Give the portion of the data below that begins with the line containing "of the black" and ends with the line containing "[(215, 94), (233, 49), (142, 24), (19, 151), (150, 28)]", both lines included, as a JSON list of strings with one string per line and blank lines omitted.

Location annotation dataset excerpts

>>>

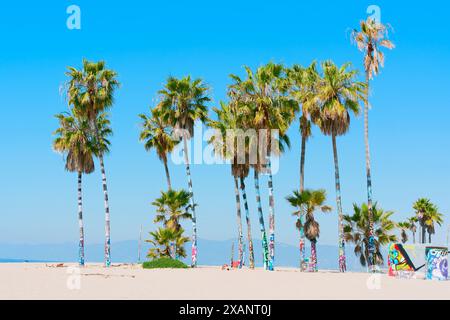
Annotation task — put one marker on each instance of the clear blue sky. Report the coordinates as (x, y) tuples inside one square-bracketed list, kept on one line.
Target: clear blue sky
[(145, 41)]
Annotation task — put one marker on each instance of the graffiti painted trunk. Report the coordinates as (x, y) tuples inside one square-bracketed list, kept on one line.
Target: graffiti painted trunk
[(239, 221), (271, 218), (262, 228), (342, 260), (107, 215), (80, 221), (194, 217), (249, 227)]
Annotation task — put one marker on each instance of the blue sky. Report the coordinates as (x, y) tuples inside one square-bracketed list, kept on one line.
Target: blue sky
[(146, 41)]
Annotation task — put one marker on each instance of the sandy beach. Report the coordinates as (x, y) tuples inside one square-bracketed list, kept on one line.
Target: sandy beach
[(50, 281)]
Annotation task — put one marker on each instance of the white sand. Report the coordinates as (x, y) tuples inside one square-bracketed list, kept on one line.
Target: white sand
[(46, 281)]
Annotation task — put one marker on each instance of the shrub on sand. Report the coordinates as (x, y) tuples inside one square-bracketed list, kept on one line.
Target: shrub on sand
[(164, 263)]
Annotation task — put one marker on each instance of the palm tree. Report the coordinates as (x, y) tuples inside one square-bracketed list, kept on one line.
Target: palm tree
[(369, 40), (72, 140), (158, 135), (303, 83), (184, 101), (404, 226), (432, 218), (171, 207), (337, 95), (307, 203), (91, 91), (225, 145), (162, 242), (412, 227), (265, 95), (357, 231)]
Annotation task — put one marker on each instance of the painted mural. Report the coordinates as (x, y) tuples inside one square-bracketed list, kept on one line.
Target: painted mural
[(437, 263), (405, 260)]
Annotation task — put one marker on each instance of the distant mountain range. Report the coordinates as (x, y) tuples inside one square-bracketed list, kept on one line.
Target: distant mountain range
[(211, 252)]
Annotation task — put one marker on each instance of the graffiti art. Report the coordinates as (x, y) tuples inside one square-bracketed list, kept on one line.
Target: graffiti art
[(404, 258), (437, 263)]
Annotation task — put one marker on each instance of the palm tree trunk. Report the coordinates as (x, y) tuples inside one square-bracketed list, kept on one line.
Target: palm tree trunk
[(249, 227), (80, 221), (239, 220), (302, 188), (371, 246), (423, 234), (261, 223), (302, 244), (107, 215), (166, 168), (313, 256), (271, 218), (106, 201), (342, 262), (194, 218)]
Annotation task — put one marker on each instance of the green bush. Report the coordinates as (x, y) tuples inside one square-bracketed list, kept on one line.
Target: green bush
[(164, 263)]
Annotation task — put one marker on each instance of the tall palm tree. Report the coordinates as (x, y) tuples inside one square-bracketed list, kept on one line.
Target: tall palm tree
[(265, 94), (73, 141), (369, 40), (184, 101), (307, 203), (337, 95), (158, 135), (171, 207), (357, 231), (225, 145), (303, 83), (91, 90)]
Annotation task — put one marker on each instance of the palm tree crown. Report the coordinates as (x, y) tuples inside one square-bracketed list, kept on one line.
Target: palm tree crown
[(357, 231)]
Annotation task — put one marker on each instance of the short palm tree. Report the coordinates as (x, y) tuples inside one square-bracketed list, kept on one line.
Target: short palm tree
[(91, 90), (307, 203), (162, 243), (424, 210), (171, 207), (184, 102), (158, 135), (433, 217), (369, 40), (357, 231), (73, 141), (338, 94)]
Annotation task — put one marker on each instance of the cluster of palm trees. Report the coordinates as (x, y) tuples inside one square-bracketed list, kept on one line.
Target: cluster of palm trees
[(266, 100)]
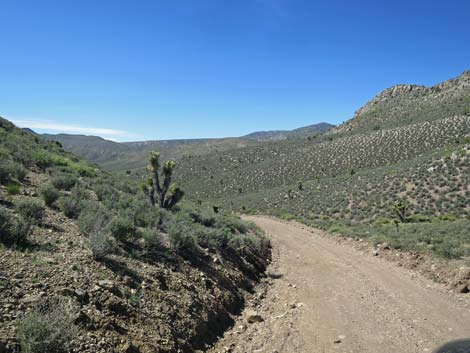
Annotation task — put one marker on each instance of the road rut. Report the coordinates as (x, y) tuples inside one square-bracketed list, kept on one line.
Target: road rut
[(329, 297)]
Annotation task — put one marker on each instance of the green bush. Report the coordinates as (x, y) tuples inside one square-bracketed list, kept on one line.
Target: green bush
[(182, 237), (70, 206), (122, 228), (93, 217), (10, 171), (14, 231), (152, 239), (31, 210), (100, 243), (49, 332), (13, 188), (64, 181), (49, 194)]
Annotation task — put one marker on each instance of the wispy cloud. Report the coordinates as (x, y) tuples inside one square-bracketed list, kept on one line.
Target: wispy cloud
[(73, 129)]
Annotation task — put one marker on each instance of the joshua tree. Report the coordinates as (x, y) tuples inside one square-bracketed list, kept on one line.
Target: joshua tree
[(168, 193), (400, 209)]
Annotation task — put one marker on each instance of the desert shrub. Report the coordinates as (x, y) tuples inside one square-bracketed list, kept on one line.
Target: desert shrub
[(182, 237), (80, 192), (122, 228), (152, 239), (31, 210), (64, 181), (235, 224), (49, 194), (92, 217), (13, 188), (141, 214), (10, 171), (70, 206), (46, 332), (105, 192), (212, 238), (100, 243), (200, 216), (14, 231), (245, 243)]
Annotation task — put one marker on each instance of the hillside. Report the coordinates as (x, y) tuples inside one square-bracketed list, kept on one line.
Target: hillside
[(408, 147), (87, 265), (303, 132), (131, 155), (92, 148), (406, 104)]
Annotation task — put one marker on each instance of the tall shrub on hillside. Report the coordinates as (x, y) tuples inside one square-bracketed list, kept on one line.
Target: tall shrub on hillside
[(168, 194)]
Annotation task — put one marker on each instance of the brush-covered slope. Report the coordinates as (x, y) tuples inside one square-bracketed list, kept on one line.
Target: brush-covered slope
[(275, 164), (406, 104), (86, 265), (92, 148), (131, 155), (303, 132)]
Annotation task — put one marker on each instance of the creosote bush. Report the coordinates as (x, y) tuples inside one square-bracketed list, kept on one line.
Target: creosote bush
[(122, 229), (100, 243), (64, 181), (70, 206), (14, 231), (46, 332), (13, 189), (182, 237), (152, 239), (31, 210), (49, 194)]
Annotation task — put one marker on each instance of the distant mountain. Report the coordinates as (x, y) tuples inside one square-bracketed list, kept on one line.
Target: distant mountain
[(275, 135), (93, 148), (406, 104), (130, 155)]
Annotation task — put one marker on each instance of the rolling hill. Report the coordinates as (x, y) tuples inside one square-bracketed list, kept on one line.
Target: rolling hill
[(130, 155)]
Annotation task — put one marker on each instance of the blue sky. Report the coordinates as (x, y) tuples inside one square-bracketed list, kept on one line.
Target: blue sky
[(133, 70)]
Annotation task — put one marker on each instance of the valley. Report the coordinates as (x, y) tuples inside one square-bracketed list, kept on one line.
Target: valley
[(343, 229)]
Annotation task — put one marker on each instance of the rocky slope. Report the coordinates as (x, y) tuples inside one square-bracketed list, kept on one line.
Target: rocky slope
[(407, 104), (158, 282)]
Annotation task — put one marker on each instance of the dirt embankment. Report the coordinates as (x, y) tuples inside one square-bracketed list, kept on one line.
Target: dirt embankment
[(322, 295)]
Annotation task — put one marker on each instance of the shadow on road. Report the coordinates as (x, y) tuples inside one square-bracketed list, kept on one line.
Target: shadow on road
[(459, 346)]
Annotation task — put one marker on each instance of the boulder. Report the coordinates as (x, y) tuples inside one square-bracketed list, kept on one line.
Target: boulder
[(253, 317)]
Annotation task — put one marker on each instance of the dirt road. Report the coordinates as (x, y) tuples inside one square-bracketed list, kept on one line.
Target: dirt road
[(327, 297)]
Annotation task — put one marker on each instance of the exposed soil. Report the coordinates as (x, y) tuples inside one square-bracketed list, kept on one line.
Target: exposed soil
[(323, 295), (124, 304)]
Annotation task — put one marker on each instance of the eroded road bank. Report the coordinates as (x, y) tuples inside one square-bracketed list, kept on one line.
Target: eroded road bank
[(322, 296)]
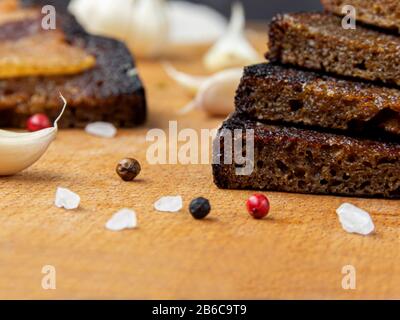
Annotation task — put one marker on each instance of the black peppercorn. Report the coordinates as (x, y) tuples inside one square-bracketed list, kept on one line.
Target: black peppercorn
[(200, 208), (128, 169)]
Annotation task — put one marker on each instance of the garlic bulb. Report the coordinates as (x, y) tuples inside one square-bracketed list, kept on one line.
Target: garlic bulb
[(215, 94), (233, 49), (142, 24), (19, 151), (150, 28)]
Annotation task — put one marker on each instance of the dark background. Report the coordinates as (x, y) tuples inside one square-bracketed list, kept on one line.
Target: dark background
[(264, 9)]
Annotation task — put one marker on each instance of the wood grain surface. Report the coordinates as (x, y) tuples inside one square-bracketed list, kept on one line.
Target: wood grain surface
[(298, 252)]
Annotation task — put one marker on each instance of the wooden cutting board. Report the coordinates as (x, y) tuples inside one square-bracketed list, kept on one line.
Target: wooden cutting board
[(298, 252)]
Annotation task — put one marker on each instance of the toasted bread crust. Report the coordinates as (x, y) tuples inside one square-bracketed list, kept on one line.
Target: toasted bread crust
[(279, 93), (111, 91), (382, 13), (318, 41), (290, 159)]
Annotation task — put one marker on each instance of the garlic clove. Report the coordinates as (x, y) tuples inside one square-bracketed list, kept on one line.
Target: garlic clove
[(214, 94), (217, 95), (189, 82), (233, 49), (19, 151)]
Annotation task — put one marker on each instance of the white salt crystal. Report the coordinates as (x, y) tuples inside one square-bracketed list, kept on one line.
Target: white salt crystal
[(355, 220), (101, 129), (123, 219), (66, 199), (169, 204)]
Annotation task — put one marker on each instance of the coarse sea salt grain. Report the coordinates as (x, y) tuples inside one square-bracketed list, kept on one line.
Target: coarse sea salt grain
[(101, 129), (355, 220), (169, 204), (66, 199), (123, 219)]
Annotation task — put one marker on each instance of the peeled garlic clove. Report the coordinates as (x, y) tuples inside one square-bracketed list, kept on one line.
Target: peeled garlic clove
[(189, 82), (233, 49), (19, 151), (217, 94)]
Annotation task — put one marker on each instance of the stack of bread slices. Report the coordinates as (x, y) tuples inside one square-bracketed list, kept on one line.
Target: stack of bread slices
[(325, 109)]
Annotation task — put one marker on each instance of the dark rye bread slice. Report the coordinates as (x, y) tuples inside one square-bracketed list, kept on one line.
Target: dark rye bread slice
[(289, 159), (111, 91), (278, 93), (318, 41), (382, 13)]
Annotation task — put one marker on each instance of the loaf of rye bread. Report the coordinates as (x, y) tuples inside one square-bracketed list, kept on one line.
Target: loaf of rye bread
[(290, 159), (111, 91), (381, 13), (318, 41), (270, 92)]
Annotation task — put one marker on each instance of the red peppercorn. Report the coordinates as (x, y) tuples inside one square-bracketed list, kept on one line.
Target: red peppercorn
[(258, 206), (38, 122)]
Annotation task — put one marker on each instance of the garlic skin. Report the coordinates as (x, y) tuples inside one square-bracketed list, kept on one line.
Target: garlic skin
[(233, 49), (18, 151), (215, 94), (189, 82)]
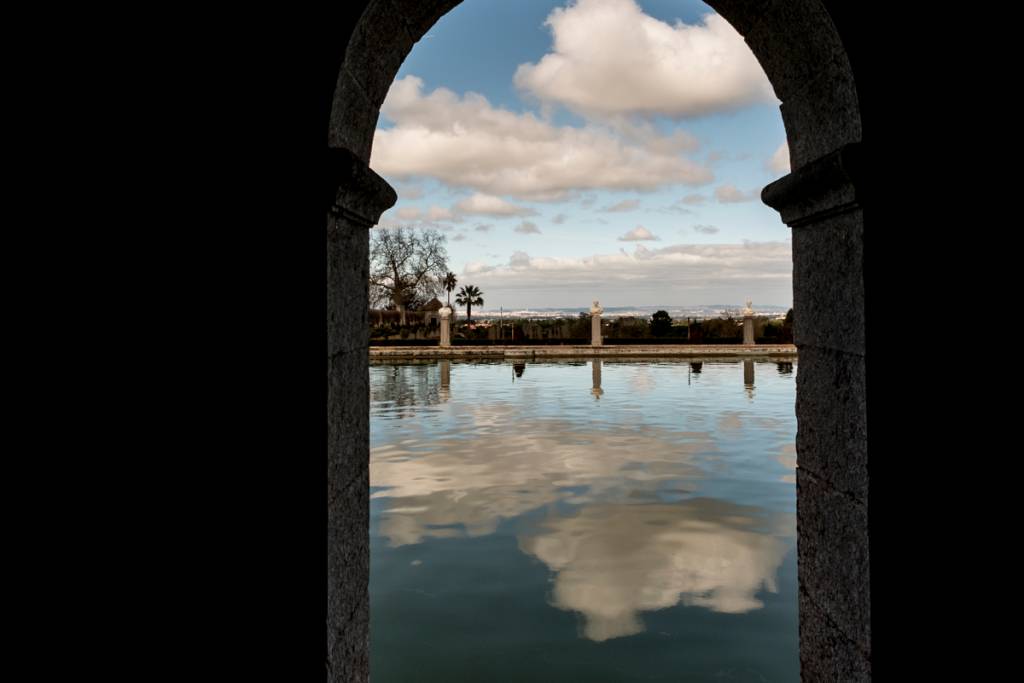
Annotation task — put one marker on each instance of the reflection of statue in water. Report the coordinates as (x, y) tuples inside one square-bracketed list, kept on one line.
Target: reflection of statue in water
[(518, 369)]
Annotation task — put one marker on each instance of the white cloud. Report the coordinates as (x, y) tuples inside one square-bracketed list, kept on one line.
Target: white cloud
[(409, 193), (466, 142), (439, 213), (609, 58), (729, 194), (487, 205), (685, 271), (637, 233), (625, 205), (779, 162), (519, 260)]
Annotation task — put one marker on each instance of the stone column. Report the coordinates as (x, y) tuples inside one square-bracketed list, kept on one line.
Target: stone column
[(445, 313), (595, 324), (820, 201), (749, 325), (444, 392), (354, 203)]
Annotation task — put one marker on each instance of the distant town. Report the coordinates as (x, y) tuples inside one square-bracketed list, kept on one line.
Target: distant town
[(677, 312)]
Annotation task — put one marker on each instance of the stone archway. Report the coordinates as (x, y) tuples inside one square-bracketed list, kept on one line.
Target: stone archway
[(802, 52)]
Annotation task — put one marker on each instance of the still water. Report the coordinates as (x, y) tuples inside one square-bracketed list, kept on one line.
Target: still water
[(583, 521)]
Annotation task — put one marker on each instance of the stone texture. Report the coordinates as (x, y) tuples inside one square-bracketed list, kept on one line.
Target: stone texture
[(832, 433), (353, 117), (421, 14), (353, 189), (748, 330), (348, 515), (822, 118), (744, 15), (347, 291), (825, 654), (791, 62), (832, 538), (348, 581), (825, 186), (377, 48), (445, 340), (828, 284)]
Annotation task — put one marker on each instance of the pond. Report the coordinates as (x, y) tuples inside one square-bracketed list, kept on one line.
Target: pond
[(584, 520)]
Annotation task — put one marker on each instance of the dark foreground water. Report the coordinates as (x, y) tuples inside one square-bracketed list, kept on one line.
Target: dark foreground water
[(583, 521)]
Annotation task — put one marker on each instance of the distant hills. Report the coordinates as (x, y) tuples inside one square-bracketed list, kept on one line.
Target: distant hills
[(701, 311)]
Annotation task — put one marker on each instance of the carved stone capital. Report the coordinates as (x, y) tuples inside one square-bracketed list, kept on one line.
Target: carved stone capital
[(825, 186), (353, 190)]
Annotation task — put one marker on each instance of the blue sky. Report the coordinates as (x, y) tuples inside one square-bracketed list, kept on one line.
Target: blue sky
[(580, 150)]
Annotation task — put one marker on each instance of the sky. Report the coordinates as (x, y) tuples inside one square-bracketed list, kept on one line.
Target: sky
[(582, 150)]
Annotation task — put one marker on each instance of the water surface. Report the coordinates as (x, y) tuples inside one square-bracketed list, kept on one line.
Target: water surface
[(596, 520)]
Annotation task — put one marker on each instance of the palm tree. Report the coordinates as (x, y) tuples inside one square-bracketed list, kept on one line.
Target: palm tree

<<<

» **SOLVED PROBLEM**:
[
  "Annotation task — put one marker on each instance of the black peppercorn. Report the coordinates as (x, y) tuples inside one square-bracketed list, kept on one line.",
  "Target: black peppercorn",
  "[(200, 208), (128, 169)]",
  "Annotation task — put one marker on each instance of the garlic bulb. Report the coordinates as (x, y) tuples inside one square-bracketed list, kept on one line.",
  "Target: garlic bulb",
  "[(215, 94), (233, 49), (142, 24), (19, 151), (150, 28)]"
]